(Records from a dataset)
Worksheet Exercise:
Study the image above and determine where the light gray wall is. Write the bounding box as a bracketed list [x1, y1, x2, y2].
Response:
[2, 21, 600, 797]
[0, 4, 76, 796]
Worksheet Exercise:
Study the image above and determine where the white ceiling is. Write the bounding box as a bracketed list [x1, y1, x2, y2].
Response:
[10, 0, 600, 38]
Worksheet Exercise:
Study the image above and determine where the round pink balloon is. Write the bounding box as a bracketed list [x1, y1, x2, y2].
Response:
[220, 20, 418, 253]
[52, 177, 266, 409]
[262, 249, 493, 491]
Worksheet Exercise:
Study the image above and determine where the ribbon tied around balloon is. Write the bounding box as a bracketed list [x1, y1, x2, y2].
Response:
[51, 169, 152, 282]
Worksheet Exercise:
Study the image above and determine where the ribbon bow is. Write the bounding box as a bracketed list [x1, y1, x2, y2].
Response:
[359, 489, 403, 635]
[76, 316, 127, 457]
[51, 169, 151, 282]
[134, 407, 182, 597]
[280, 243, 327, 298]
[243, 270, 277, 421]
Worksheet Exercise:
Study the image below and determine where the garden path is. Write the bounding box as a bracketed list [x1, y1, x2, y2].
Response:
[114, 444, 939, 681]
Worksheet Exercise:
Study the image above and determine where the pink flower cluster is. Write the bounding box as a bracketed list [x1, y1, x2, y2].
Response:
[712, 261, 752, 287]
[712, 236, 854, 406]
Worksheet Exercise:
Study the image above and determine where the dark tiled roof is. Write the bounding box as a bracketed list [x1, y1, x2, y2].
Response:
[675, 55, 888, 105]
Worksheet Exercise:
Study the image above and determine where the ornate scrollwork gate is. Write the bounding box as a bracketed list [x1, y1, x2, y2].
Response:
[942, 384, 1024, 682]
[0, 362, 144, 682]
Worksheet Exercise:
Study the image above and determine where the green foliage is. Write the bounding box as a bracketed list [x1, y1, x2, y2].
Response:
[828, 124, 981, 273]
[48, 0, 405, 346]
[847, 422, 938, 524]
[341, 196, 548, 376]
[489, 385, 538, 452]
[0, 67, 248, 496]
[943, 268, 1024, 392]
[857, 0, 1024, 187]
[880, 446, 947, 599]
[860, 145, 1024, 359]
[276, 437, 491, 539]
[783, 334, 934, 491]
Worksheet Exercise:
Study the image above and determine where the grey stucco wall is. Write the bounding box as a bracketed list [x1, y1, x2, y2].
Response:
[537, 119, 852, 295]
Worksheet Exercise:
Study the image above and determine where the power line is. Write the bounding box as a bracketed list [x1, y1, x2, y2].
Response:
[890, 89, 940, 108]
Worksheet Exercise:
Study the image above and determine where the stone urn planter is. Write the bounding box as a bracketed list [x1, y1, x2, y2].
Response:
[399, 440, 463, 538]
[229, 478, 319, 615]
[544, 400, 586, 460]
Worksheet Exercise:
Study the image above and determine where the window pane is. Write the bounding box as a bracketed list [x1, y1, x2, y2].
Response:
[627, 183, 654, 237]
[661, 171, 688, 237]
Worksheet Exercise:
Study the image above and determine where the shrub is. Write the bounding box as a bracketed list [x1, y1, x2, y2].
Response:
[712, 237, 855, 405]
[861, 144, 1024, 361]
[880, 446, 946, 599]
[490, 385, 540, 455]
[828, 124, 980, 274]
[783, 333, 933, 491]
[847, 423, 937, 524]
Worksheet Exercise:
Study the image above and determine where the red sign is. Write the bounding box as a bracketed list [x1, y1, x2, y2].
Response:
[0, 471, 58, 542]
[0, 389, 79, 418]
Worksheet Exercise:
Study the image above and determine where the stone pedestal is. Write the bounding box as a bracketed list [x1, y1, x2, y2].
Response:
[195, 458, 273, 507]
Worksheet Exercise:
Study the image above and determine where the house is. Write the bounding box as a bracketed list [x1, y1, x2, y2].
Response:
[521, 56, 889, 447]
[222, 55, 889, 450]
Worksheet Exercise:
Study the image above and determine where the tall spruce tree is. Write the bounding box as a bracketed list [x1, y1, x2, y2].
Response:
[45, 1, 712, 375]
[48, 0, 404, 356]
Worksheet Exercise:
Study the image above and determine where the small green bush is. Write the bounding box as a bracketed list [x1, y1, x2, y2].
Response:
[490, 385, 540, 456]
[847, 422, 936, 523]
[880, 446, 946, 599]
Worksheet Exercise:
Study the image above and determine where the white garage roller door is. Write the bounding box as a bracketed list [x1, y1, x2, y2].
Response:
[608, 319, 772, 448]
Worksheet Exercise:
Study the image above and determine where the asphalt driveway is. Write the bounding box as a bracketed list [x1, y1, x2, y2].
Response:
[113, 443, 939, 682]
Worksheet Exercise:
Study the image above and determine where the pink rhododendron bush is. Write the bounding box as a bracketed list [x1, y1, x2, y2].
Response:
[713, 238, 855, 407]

Assignment =
Repeat each entry above, keeping every word exact.

Response to the exercise =
Worksheet Exercise:
Study the image above and determine where the light gray wall is. Write the bounding box as a bracketed list [x1, y1, x2, y2].
Response:
[2, 21, 600, 797]
[0, 4, 76, 796]
Worksheet Exercise:
Study the image above and determine where the white ceiling is. Write the bounding box as a bracketed list [x1, y1, x2, y2].
Response:
[10, 0, 600, 38]
Worksheet Exercise:
Study the image above and determine where the round pink balloon is. Write the bounding box as a bracketed list [x1, y1, x2, y2].
Response:
[220, 20, 418, 253]
[52, 177, 266, 409]
[262, 249, 493, 491]
Worksheet Exercise:
Study the image above and determine where the ribbon tied around balloon is. Write the bounding box as a bracketed list [x1, y1, x2, y2].
Response:
[51, 169, 152, 282]
Worksheet Exercise:
Study the image above and determine where the ribbon bow is. Write the bounding box as a bracketed list [x1, y1, x2, y2].
Response:
[359, 489, 403, 635]
[76, 316, 127, 457]
[51, 169, 151, 282]
[134, 407, 182, 597]
[280, 243, 327, 298]
[243, 270, 277, 421]
Worksheet Exercise:
Study the image below and determine where the garden path is. Write the bounding box as a bracketed list [x1, y1, x2, y2].
Response:
[114, 444, 939, 681]
Worksheet Exercise:
Study the image above and determine where the pink flower cluster is. Write the bounding box as a bracketed list [x1, y1, x2, y2].
Response:
[712, 261, 752, 287]
[712, 236, 854, 406]
Worksheet Exercise:
Study the image above and determine where the dark tiled roof is. Write the bounding box as a bracketed list [x1, y1, x2, y2].
Response:
[675, 55, 888, 105]
Worksheet Exercise:
Study the image above and determine where the ornate scrollwork gate is. Write the bounding box as a bracketed list [x1, y1, x2, y2].
Response:
[942, 384, 1024, 682]
[0, 362, 144, 682]
Worksheet Exercise:
Study the image above and determine where the green foliage is. Write the bounding box as a bracketed list [x1, y1, x2, y2].
Response:
[828, 124, 981, 273]
[48, 0, 405, 346]
[847, 422, 938, 524]
[341, 196, 548, 376]
[489, 385, 538, 452]
[0, 67, 248, 496]
[943, 268, 1024, 392]
[857, 0, 1024, 187]
[880, 446, 947, 599]
[860, 145, 1024, 359]
[276, 437, 491, 539]
[783, 334, 934, 491]
Worksheet Exercise:
Study the image above and determine where the grey stucco wall is. Write the bounding box as a bracketed list [x1, y1, x2, y2].
Response:
[537, 119, 852, 295]
Worksheet Exercise:
Study the image above and determine where the power line is. Write the bounding box as a bracketed list [x1, y1, x2, y2].
Response:
[890, 89, 940, 108]
Worksheet Exercise:
Study the image above and determine where the stone urn planter is. Write the bounding box as a bracketed list [x1, y1, x2, y2].
Response:
[399, 440, 463, 538]
[229, 478, 319, 615]
[544, 400, 586, 460]
Worksheet Exercise:
Study the image above and determine where the window pane is. Write the bounding box as a bracketed list [x1, y1, x2, y2].
Response:
[627, 183, 654, 237]
[661, 171, 688, 237]
Worksheet Exercise:
Study the image above and determine where the shrub is. Write the bounding box as a bracketed list [x1, y1, x2, y2].
Response:
[712, 237, 855, 405]
[861, 144, 1024, 361]
[880, 446, 946, 599]
[490, 385, 540, 455]
[828, 124, 980, 274]
[783, 333, 933, 491]
[847, 423, 937, 524]
Worksheet Exercise:
Study the image above and determine where the red sign is. Write the bounding box as a bracketed list [x1, y1, x2, y2].
Response:
[0, 471, 58, 542]
[0, 389, 79, 418]
Worksheet Exercise:
Study the image above and determine where the stone pedestal is. Write the bounding box as a bracketed list [x1, y1, x2, y2].
Response:
[195, 458, 273, 507]
Worksheet Exercise:
Study the image above and determine where the house is. Write the bounding box as a bracketed list [x1, y1, x2, y2].
Response:
[521, 56, 889, 447]
[222, 55, 889, 450]
Worksheet Exercise:
Study the image above and determine where the tall spruce tree is. Write the bounding box as a bracketed list [x1, y1, x2, y2].
Response:
[45, 1, 712, 375]
[48, 0, 404, 356]
Worksheet Exercise:
Study the image above and determine where the small green bush is. Write the bounding box as a bracketed list [x1, y1, x2, y2].
Response:
[490, 385, 540, 456]
[847, 422, 936, 523]
[880, 446, 946, 599]
Worksheet Exercise:
Study the image above and determine where the white garage roller door is. Write the bounding box as a bracketed list [x1, y1, x2, y2].
Response:
[608, 319, 772, 448]
Worksheet Exercise:
Study the image above and determine where the asphalt driveway is. Write the bounding box as a bracketed list [x1, y1, x2, y2].
Response:
[113, 443, 939, 682]
Worksheet Exercise:
Study the image above and determine where the pink rhododendron bush is. Write the bounding box as a bracketed list [x1, y1, x2, y2].
Response:
[713, 238, 855, 407]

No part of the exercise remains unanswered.